*Brief*: The pictures in the data below are to be omitted; all else must be duplicated exactly.

*** Opening Records supplied ***

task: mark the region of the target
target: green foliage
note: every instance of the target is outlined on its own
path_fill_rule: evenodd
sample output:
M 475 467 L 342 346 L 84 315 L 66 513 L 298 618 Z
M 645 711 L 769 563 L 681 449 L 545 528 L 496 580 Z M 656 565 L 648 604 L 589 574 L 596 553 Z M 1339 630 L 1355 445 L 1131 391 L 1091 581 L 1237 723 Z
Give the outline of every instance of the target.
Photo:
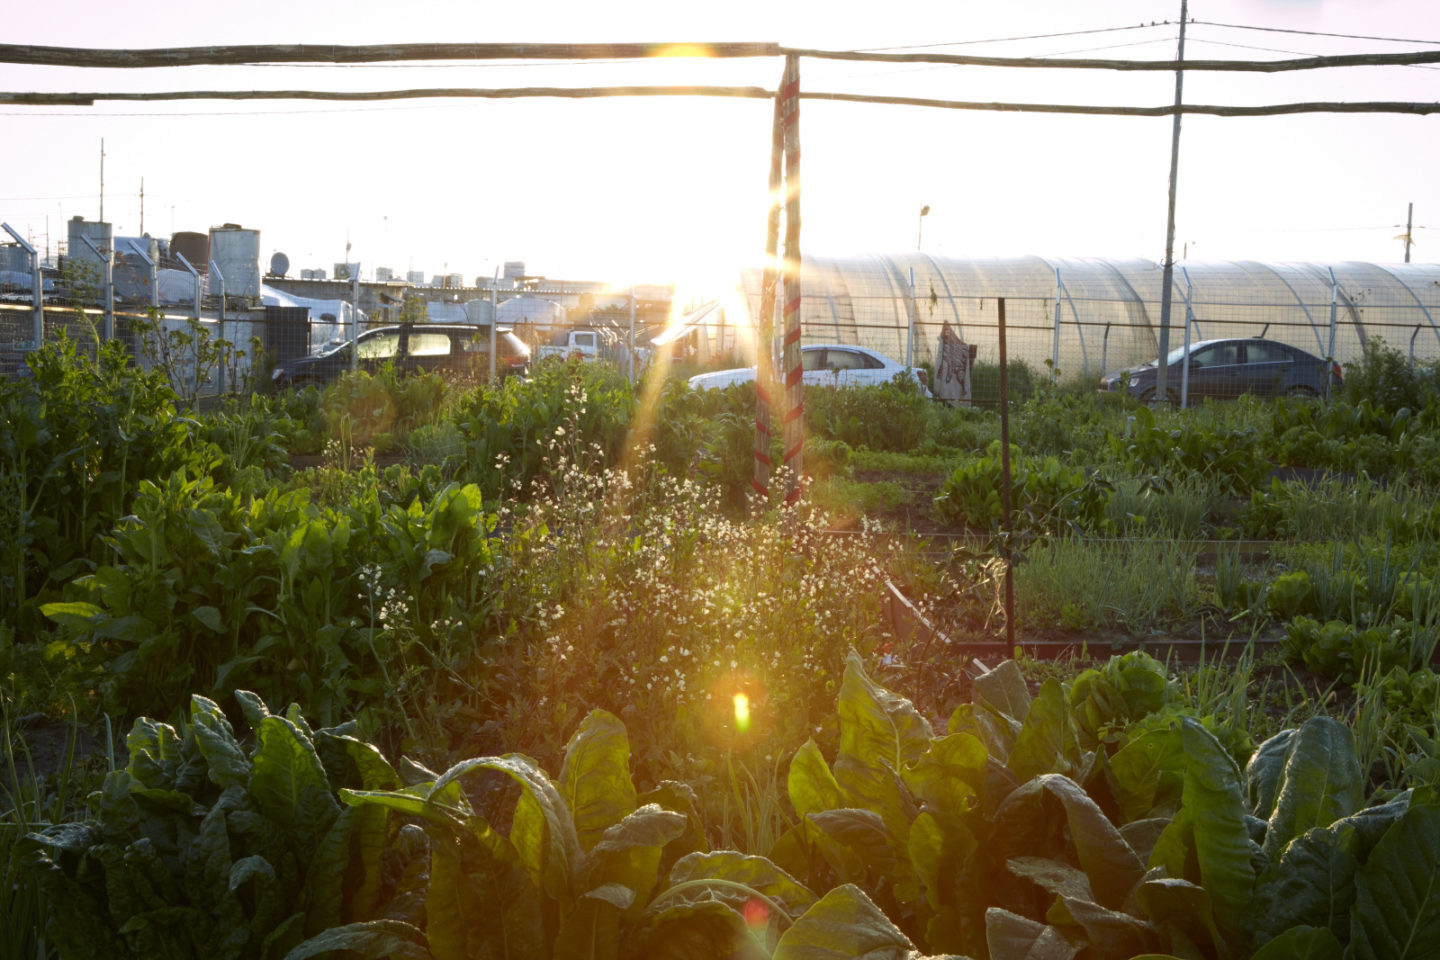
M 1398 349 L 1371 337 L 1361 358 L 1345 364 L 1345 398 L 1355 404 L 1369 401 L 1390 413 L 1420 410 L 1440 399 L 1440 365 L 1422 361 L 1411 366 Z
M 1001 457 L 998 442 L 986 455 L 959 467 L 935 496 L 935 512 L 946 523 L 995 532 L 1000 528 Z M 1011 449 L 1011 524 L 1032 535 L 1105 529 L 1111 487 L 1093 471 L 1056 457 L 1034 460 Z
M 327 723 L 404 704 L 421 686 L 416 658 L 467 655 L 485 620 L 476 574 L 494 522 L 458 484 L 321 508 L 273 491 L 245 502 L 209 479 L 145 481 L 105 538 L 112 561 L 42 607 L 63 628 L 47 656 L 93 671 L 114 713 L 168 713 L 186 690 L 240 685 L 302 699 Z
M 807 389 L 805 428 L 851 447 L 909 451 L 929 432 L 931 406 L 908 374 L 878 386 Z
M 1408 621 L 1363 628 L 1341 620 L 1324 624 L 1297 616 L 1285 625 L 1285 656 L 1306 669 L 1346 684 L 1354 684 L 1363 671 L 1388 673 L 1394 667 L 1416 669 L 1415 627 Z
M 1174 704 L 1178 693 L 1160 661 L 1137 650 L 1081 672 L 1070 684 L 1068 699 L 1093 749 L 1132 722 Z
M 380 913 L 397 890 L 383 810 L 342 811 L 343 785 L 398 786 L 345 728 L 311 731 L 238 694 L 254 742 L 204 697 L 183 733 L 136 721 L 98 819 L 32 834 L 62 960 L 283 957 L 308 933 Z M 323 760 L 322 760 L 323 757 Z
M 1116 459 L 1136 472 L 1171 480 L 1201 474 L 1224 492 L 1244 496 L 1270 470 L 1254 428 L 1217 431 L 1192 422 L 1166 427 L 1179 415 L 1157 415 L 1149 407 L 1137 407 L 1133 416 L 1129 435 L 1112 436 L 1110 445 Z
M 101 537 L 142 481 L 221 459 L 175 415 L 164 375 L 132 366 L 119 341 L 92 355 L 62 338 L 28 363 L 31 379 L 0 382 L 0 622 L 24 635 L 39 603 L 104 558 Z

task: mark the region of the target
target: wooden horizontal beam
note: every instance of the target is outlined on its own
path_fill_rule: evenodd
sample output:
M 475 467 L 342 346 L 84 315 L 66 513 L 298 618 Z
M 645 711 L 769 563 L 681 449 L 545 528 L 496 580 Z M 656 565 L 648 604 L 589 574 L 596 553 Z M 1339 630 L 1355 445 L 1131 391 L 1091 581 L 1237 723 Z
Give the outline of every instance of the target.
M 421 60 L 628 60 L 775 57 L 774 43 L 254 43 L 209 47 L 41 47 L 0 44 L 0 63 L 51 67 L 197 67 L 247 63 L 394 63 Z
M 203 47 L 52 47 L 0 44 L 0 63 L 54 67 L 136 69 L 254 63 L 395 63 L 474 60 L 625 60 L 667 57 L 730 59 L 795 54 L 823 60 L 872 63 L 935 63 L 971 67 L 1059 70 L 1227 71 L 1280 73 L 1332 67 L 1417 66 L 1440 63 L 1440 50 L 1354 53 L 1290 60 L 1098 60 L 1067 57 L 981 57 L 934 52 L 871 53 L 782 47 L 775 43 L 278 43 Z
M 722 97 L 769 100 L 775 91 L 764 87 L 723 86 L 618 86 L 618 87 L 426 87 L 408 90 L 173 90 L 143 93 L 0 92 L 0 104 L 19 106 L 88 107 L 103 102 L 160 102 L 174 100 L 324 100 L 367 102 L 376 100 L 526 98 L 595 99 L 602 97 Z M 1186 103 L 1156 107 L 1120 107 L 1074 103 L 1003 103 L 971 100 L 932 100 L 924 97 L 886 97 L 861 93 L 802 91 L 803 100 L 837 103 L 874 103 L 942 110 L 979 110 L 1000 113 L 1068 113 L 1118 117 L 1168 117 L 1176 113 L 1215 117 L 1270 117 L 1299 113 L 1440 113 L 1440 103 L 1409 101 L 1311 101 L 1264 106 Z
M 1329 57 L 1300 57 L 1292 60 L 1093 60 L 1079 57 L 977 57 L 947 53 L 868 53 L 858 50 L 791 50 L 787 53 L 819 60 L 860 60 L 872 63 L 938 63 L 962 67 L 1027 67 L 1059 70 L 1176 70 L 1221 71 L 1230 73 L 1285 73 L 1293 70 L 1323 70 L 1333 67 L 1411 67 L 1440 63 L 1440 50 L 1407 53 L 1347 53 Z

*** Closing Records supplied ***

*Solution to the exercise*:
task: mark the region of the target
target: green foliage
note: every instance of the target is outlined on its own
path_fill_rule: evenodd
sample output:
M 475 467 L 342 346 L 84 315 L 66 513 L 298 618 Z
M 645 711 L 769 563 L 681 449 L 545 528 L 496 580 Z M 656 565 L 648 604 L 589 574 L 596 553 Z M 1339 630 L 1355 445 L 1131 391 L 1091 581 L 1237 723 Z
Give the outline of every instance of the target.
Photo:
M 1398 349 L 1371 337 L 1361 358 L 1345 364 L 1345 398 L 1355 404 L 1369 401 L 1390 413 L 1420 410 L 1440 399 L 1440 365 L 1422 361 L 1411 366 Z
M 1001 457 L 998 442 L 986 455 L 959 467 L 935 496 L 935 512 L 946 523 L 995 532 L 1000 528 Z M 1011 449 L 1011 524 L 1032 535 L 1105 529 L 1111 487 L 1093 471 L 1056 457 L 1034 460 Z
M 327 723 L 404 704 L 421 686 L 416 658 L 467 655 L 485 620 L 476 574 L 494 522 L 458 484 L 321 508 L 273 491 L 245 502 L 209 479 L 145 481 L 105 538 L 112 561 L 42 607 L 63 628 L 47 656 L 93 671 L 114 713 L 168 713 L 186 690 L 240 685 L 302 699 Z
M 807 389 L 805 428 L 851 447 L 909 451 L 929 432 L 931 406 L 908 374 L 878 386 Z
M 1408 621 L 1363 628 L 1341 620 L 1324 624 L 1297 616 L 1285 625 L 1285 656 L 1306 669 L 1346 684 L 1354 684 L 1363 671 L 1388 673 L 1394 667 L 1416 669 L 1415 627 Z
M 1174 704 L 1178 693 L 1160 661 L 1137 650 L 1081 672 L 1070 684 L 1068 699 L 1093 749 L 1132 722 Z
M 380 913 L 397 890 L 383 810 L 342 811 L 343 785 L 398 786 L 345 728 L 311 731 L 238 694 L 254 742 L 204 697 L 183 733 L 136 721 L 98 819 L 32 834 L 62 960 L 283 957 L 308 933 Z M 323 760 L 322 760 L 323 757 Z
M 1116 459 L 1136 472 L 1171 480 L 1201 474 L 1224 492 L 1244 496 L 1270 470 L 1254 428 L 1217 431 L 1192 422 L 1166 427 L 1179 415 L 1157 415 L 1149 407 L 1137 407 L 1133 416 L 1129 435 L 1112 436 L 1110 445 Z
M 101 537 L 142 481 L 221 459 L 175 415 L 164 375 L 132 366 L 119 341 L 92 355 L 62 338 L 28 363 L 31 379 L 0 382 L 0 622 L 24 635 L 39 603 L 104 558 Z

task: mark the region of the target
target: wooden horizontal beam
note: every instance of the target is outlined on its own
path_fill_rule: evenodd
sample output:
M 475 467 L 342 346 L 84 315 L 66 513 L 298 618 Z
M 645 711 L 769 563 L 681 449 L 545 528 L 496 580 Z M 656 565 L 648 604 L 589 574 L 596 553 Z M 1339 630 L 1355 445 L 1131 391 L 1091 581 L 1237 723 Z
Give the outline of every instance of the target.
M 421 60 L 628 60 L 775 57 L 774 43 L 254 43 L 209 47 L 41 47 L 0 44 L 0 63 L 51 67 L 197 67 L 247 63 L 394 63 Z
M 203 47 L 52 47 L 0 44 L 0 63 L 54 67 L 136 69 L 254 63 L 395 63 L 474 60 L 625 60 L 667 57 L 730 59 L 795 54 L 823 60 L 872 63 L 935 63 L 971 67 L 1059 70 L 1227 71 L 1280 73 L 1332 67 L 1417 66 L 1440 63 L 1440 50 L 1354 53 L 1290 60 L 1098 60 L 1067 57 L 981 57 L 934 52 L 871 53 L 782 47 L 775 43 L 278 43 Z
M 722 97 L 769 100 L 775 91 L 764 87 L 723 86 L 618 86 L 618 87 L 426 87 L 408 90 L 173 90 L 143 93 L 0 92 L 0 104 L 19 106 L 88 107 L 103 102 L 160 102 L 174 100 L 324 100 L 367 102 L 376 100 L 526 98 L 595 99 L 602 97 Z M 1186 103 L 1156 107 L 1120 107 L 1074 103 L 1003 103 L 971 100 L 932 100 L 924 97 L 886 97 L 861 93 L 802 91 L 803 100 L 837 103 L 874 103 L 942 110 L 979 110 L 1000 113 L 1068 113 L 1118 117 L 1168 117 L 1176 113 L 1215 117 L 1270 117 L 1299 113 L 1440 113 L 1440 103 L 1409 101 L 1311 101 L 1264 106 Z
M 1329 57 L 1300 57 L 1292 60 L 1093 60 L 1079 57 L 977 57 L 947 53 L 868 53 L 858 50 L 791 50 L 787 53 L 819 60 L 860 60 L 872 63 L 938 63 L 962 67 L 1027 67 L 1059 70 L 1176 70 L 1221 71 L 1230 73 L 1285 73 L 1293 70 L 1323 70 L 1333 67 L 1411 67 L 1440 63 L 1440 50 L 1407 53 L 1347 53 Z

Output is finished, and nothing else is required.